TEXT PASSAGE >>
☆ ☆ ☆ ☆ ☆
It was New Year’s Eve 2019. I was in Chicago with my then-boyfriend, and with a pit in my stomach, I looked at him and said, “I want to break up and move to Los Angeles.”
We’d been in an on-again, off-again relationship since college. Despite moving to three different cities to try and make it work, it just wasn’t a relationship that brought out the best in either of us.
“It made me realize there was so much more for me out there if I was willing to let go of something comfortable but misaligned.”
At the same time, I’d been visiting LA for work, staying with a dear friend in Silverlake. And I loved it. The energy, the young creative people, the possibility. It made me realize there was so much more for me out there if I was willing to let go of something comfortable but misaligned. And I kept thinking: The same was true for him. As my mom always says, what blesses one blesses all.
My bold personality may seem fearless on the outside — and I’ve bulldozed past my feelings more times than I’d care to admit — but this time, I was scared. I was afraid of being alone, of spending three times more on rent, of disappointing someone I loved.
At the time, I didn’t have the tools to process what I was feeling. I knew the breakup and the move all at once was sad, intense, a major shift… But instead of sitting with my feelings, I just kept moving forward — quickly, bullishly, and avoiding the hard conversations.
In two weeks, I signed a lease, organized my move, and flew to LA with my dog, fingers crossed that I hadn’t just blown up my life on an impulse.
The moment I got settled, the 2020 lockdown began. I sat in my new California casita, staring at the news. Far from family, single, and now, under a shelter-in-place order.
The next day, there was a knock on my door. A couple who lived next door — who had also just moved cross-country, also wondering what the heck the universe was trying telling them — wanted to be friends. We were living on the same plot of land and didn’t see anyone else. And just like that, my quarantine pod was formed.
☆ ☆ ☆ ☆ ☆
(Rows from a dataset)
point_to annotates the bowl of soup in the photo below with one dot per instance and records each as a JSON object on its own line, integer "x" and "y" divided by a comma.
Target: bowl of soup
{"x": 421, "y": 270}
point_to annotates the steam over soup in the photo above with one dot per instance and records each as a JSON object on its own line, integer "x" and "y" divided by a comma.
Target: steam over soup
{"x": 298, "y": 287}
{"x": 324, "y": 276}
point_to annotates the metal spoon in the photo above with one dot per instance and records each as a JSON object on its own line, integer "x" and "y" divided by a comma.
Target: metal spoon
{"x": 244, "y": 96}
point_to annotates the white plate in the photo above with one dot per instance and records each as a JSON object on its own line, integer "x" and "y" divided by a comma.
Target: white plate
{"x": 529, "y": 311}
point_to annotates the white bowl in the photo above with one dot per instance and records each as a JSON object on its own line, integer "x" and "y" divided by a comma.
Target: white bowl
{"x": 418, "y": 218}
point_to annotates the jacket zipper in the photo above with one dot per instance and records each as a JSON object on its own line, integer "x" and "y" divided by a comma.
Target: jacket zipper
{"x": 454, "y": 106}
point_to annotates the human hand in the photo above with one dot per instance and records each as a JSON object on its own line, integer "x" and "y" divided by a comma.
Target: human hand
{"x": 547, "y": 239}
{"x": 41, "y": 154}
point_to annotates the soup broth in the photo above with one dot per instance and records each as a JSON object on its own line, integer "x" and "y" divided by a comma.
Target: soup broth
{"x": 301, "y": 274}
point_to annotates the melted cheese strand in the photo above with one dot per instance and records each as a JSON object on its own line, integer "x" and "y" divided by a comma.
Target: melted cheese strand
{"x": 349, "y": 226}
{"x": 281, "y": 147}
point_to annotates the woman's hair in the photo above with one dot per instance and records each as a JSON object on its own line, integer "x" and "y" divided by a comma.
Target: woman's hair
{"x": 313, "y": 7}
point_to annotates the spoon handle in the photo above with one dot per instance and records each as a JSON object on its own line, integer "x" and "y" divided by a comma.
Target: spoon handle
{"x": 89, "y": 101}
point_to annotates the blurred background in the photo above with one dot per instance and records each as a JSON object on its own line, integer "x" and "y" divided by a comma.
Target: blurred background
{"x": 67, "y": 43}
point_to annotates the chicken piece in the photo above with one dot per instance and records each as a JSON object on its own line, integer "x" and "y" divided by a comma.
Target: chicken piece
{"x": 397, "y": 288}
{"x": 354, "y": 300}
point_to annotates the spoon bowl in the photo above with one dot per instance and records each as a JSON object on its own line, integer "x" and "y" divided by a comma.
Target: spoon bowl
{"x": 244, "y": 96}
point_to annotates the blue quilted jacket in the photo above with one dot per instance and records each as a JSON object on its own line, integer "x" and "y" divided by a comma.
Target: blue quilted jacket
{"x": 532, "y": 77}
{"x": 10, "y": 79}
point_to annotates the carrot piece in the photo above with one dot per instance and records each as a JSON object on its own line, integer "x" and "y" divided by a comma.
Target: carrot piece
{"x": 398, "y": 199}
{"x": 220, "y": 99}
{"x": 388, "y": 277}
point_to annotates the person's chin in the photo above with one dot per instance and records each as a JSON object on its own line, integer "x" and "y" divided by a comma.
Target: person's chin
☆ ☆ ☆ ☆ ☆
REQUEST >> Resume the personal essay about the move to Los Angeles after its final sentence. The entries aren't needed for anything here.

RESULT OF THIS EXERCISE >>
In the face of one of the biggest collective challenges of our time, I found unexpected joy. We danced all night in the living room, played games, cooked each other dinner, went on hikes. I realized how not alone I actually was. They even set me up on dates with their friends.
“In the face of one of the biggest collective challenges of our time, I found unexpected joy.”
This year laid the foundation for my LA community. And since living here, I can say with confidence — despite everyone saying “LA is so spread out and hard to make friends in” — that I’ve never had more friends or community.
Looking back now, five years later, I can see what I couldn’t see then: That fear wasn’t trying to stop me. It was trying to protect me. And understanding the difference changed everything.
Is your fear telling you it’s not right? Or that you need to face it?
The hardest part about knowing it’s time for a change isn’t the fear itself — it’s figuring out whether the fear is telling you something’s wrong, or whether you’re just scared because it matters.
Here’s what I’ve learned: Fear and intuition can coexist. Just because you’re scared doesn’t mean you’re wrong.
“Fear and intuition can coexist. Just because you’re scared doesn’t mean you’re wrong.”
So how do you tell the difference?
Your body knows before your mind does. I had a pit in my stomach on New Year’s Eve — not because I was making a mistake, but because I was finally telling the truth. When something is comfortable but misaligned, you feel it.
And here’s the other sign: You keep thinking about the alternative. LA kept calling me. I couldn’t stop thinking about it. When you’re in the right place, you’re not constantly wondering what else is out there.
If staying feels harder than leaving, that’s your answer.
Remember, fear is trying to protect you… but we’re not running from a tiger anymore
When I think about what I was afraid of that New Year’s Eve, it’s clear now what my fear was protecting: safety, familiarity, not hurting someone I loved. Those are all reasonable things.
But here’s what fear was costing me: staying small, staying misaligned, not trusting myself.
Fear is a survival mechanism. It’s designed to keep us safe from real threats — like tigers. But our nervous systems can’t always tell the difference between a life-threatening danger and an uncomfortable conversation. So when we’re facing a big change, our body responds the same way it would if we were being chased: fight, flight, or freeze.
“Our nervous systems can’t always tell the difference between a life-threatening danger and an uncomfortable conversation.”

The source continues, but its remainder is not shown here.